## PROBLEM TO SOLVE
In the comment thread, rewrite the comment that starts "I am a junior high school teacher" as a short bulleted list that keeps its main facts.

## TEXT PROVIDED
══════════

100 Replies to “Immune System, Part 3: Crash Course A&P #47”

  1. This channel is amazing! I literally laugh out loud at some of the references, and remember the information so much more. Thank you for all of these videos!

  2. well if you ever think about to cut your self (or if you've already done it) just think about how hard your body system try to make yourself stay alive

  3. You guys are so awesome. I'm in graduate biomedical engineering and I can't emphasize enough how invaluable your clear and concise videos have been to me (not to mention how fun they are to watch!). You rock, keep it up! DFTBA

  4. I'm not going to lie, I came to part 1 looking for some basic information about immune systems. I got it pretty early on, but then I got hooked! So now I'm on part 3 and I'm not sure if I'm procrastinating or not.

  5. Dendritisk cell tar bitar ut av mikrober, far till närmaste lymfen, den letar en T-hjälpecell med rätt antikropp, den aktiveras (virgin) och börjar duplicerar, några blir i lymfen som T-minnesceller. Andra går och strider mot mikrob, andra går i mitten av lymfnoden och aktiverar B-lymfceller som duplicerar sig och börjar bilda antikroppar.

    Fagocyter konsumerar och kommunicerar ytprotein till lymfocyter.

    T-lymfocyter dödar infekterade celler

    Fagocyter kan döda kroppets egna celler om de är infekterade av virus, bakterie, cancerceller
    Infekterade celler slutar producera ett ytprotein som friska celler producerar och fagocyt gör mha enzym så att de tillför programerad celldöd

    Värme och inflammation accelerarer cellmetabolism så de kan repareras snabbare

    Lymfocytor från benmärg

    För mycket för att handla-> signalerar hypotalamus för att höja temperatur

    Antikroppr kan
    neutralisera (omge virus så de kan inte gå in)
    Klumpa virus
    Singalerar andra fagocyter och lymfocyter

    Babyn får i mamman antikroppar och från mammas mjölk

    Skin och mucus membran

    Cytokiner sprider signal

    Hjälpr T cell aktiverar B celler. Hjälpar t safegusrd checkar

  6. Hank, you have a real passion and talent for teaching, and like so many other people have said, it’s extremely helpful! I am so interested in learning, and although I use these videos for class, I will continue watching them for fun because they’re just that interesting. Im curious, who all helps out with the script, film and animation of these?

  7. This really helps me understand the greater concepts. I understand the terminology and what things are but this helps me understand how they interact. Thank youuuuuuuuuu

  8. so funny, when hanks says they present the fragments of the killed cells on them,"sounds a little messed up" lol

  9. How to kill any disease:

    Do ALL of the following, it cures every single disease out there.

    Eat Healthy
    Use natural remedies
    Always use homeopathic healing
    Don’t get vaccines
    Eat vitamin b16
    Eat vegan
    Inhale 200kg of antimatter
    Use traditional remedies

  10. I had no idea the immune system was so elegant …. I would love to see vids on what different diseases (HIV,Ebola chicken pox etc) do to the body and immune system .

  11. I am a junior high school teacher whose main teaching principle is to teach Science in the simplest but fun ways possible. So thankful CrashCourse is here. I always watch their videos and give it a bit of a personal touch before having the everyday battle in classroom teaching. It made such a huge difference. Not only was I able to understand my own field a bit better but students appreciate what they are learning everyday. I am more than grateful to all the people behind this channel. You are one of a kind! Hands down!

══════════

[Image point grounding data]
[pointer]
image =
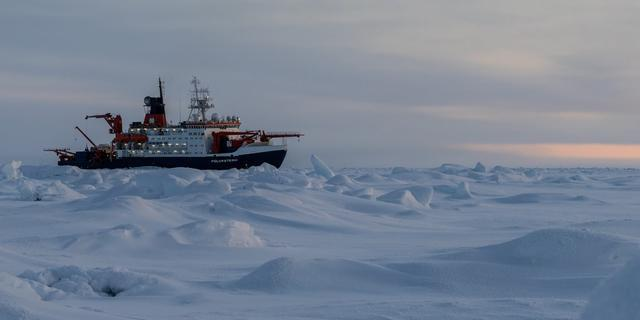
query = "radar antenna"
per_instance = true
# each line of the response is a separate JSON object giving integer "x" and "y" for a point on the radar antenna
{"x": 200, "y": 102}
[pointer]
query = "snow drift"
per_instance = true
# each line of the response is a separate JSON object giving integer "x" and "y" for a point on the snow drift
{"x": 289, "y": 274}
{"x": 99, "y": 282}
{"x": 235, "y": 234}
{"x": 559, "y": 248}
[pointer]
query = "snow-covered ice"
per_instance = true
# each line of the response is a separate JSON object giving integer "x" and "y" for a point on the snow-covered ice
{"x": 452, "y": 242}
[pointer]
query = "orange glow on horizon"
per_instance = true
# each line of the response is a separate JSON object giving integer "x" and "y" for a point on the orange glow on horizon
{"x": 591, "y": 151}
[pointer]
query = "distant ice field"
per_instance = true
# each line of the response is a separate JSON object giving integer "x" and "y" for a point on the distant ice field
{"x": 451, "y": 242}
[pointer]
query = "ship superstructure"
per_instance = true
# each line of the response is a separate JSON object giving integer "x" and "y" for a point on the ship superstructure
{"x": 203, "y": 141}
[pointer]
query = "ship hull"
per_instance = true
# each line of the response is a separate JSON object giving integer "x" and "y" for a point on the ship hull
{"x": 87, "y": 160}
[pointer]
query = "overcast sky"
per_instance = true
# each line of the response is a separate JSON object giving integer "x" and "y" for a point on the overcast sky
{"x": 370, "y": 83}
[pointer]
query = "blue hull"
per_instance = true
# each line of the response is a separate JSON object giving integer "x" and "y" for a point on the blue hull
{"x": 87, "y": 160}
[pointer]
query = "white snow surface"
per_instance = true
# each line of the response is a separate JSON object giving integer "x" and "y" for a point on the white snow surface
{"x": 452, "y": 242}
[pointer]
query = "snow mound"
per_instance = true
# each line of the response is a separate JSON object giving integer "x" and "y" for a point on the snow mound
{"x": 55, "y": 190}
{"x": 234, "y": 234}
{"x": 528, "y": 198}
{"x": 400, "y": 170}
{"x": 342, "y": 180}
{"x": 116, "y": 237}
{"x": 413, "y": 197}
{"x": 15, "y": 294}
{"x": 287, "y": 274}
{"x": 453, "y": 169}
{"x": 364, "y": 193}
{"x": 371, "y": 178}
{"x": 402, "y": 197}
{"x": 267, "y": 173}
{"x": 617, "y": 298}
{"x": 159, "y": 184}
{"x": 479, "y": 168}
{"x": 462, "y": 192}
{"x": 99, "y": 282}
{"x": 11, "y": 170}
{"x": 320, "y": 168}
{"x": 564, "y": 248}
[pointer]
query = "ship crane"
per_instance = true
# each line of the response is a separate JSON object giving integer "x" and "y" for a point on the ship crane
{"x": 115, "y": 123}
{"x": 115, "y": 127}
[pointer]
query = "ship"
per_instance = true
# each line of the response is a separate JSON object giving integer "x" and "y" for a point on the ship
{"x": 203, "y": 141}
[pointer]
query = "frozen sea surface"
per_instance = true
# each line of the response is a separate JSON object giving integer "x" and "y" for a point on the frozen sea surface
{"x": 397, "y": 243}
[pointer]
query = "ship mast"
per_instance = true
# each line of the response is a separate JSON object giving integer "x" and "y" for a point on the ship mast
{"x": 200, "y": 102}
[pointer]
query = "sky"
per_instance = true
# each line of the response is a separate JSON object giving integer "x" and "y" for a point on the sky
{"x": 370, "y": 83}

══════════

## EXERCISE OUTPUT
- The writer is a junior high school teacher who aims to teach science in the simplest and most fun ways possible.
- The writer always watches CrashCourse videos and adds a personal touch before teaching.
- This made a huge difference: the writer understands the field better, and students appreciate what they learn every day.
- The writer is grateful to everyone behind the channel.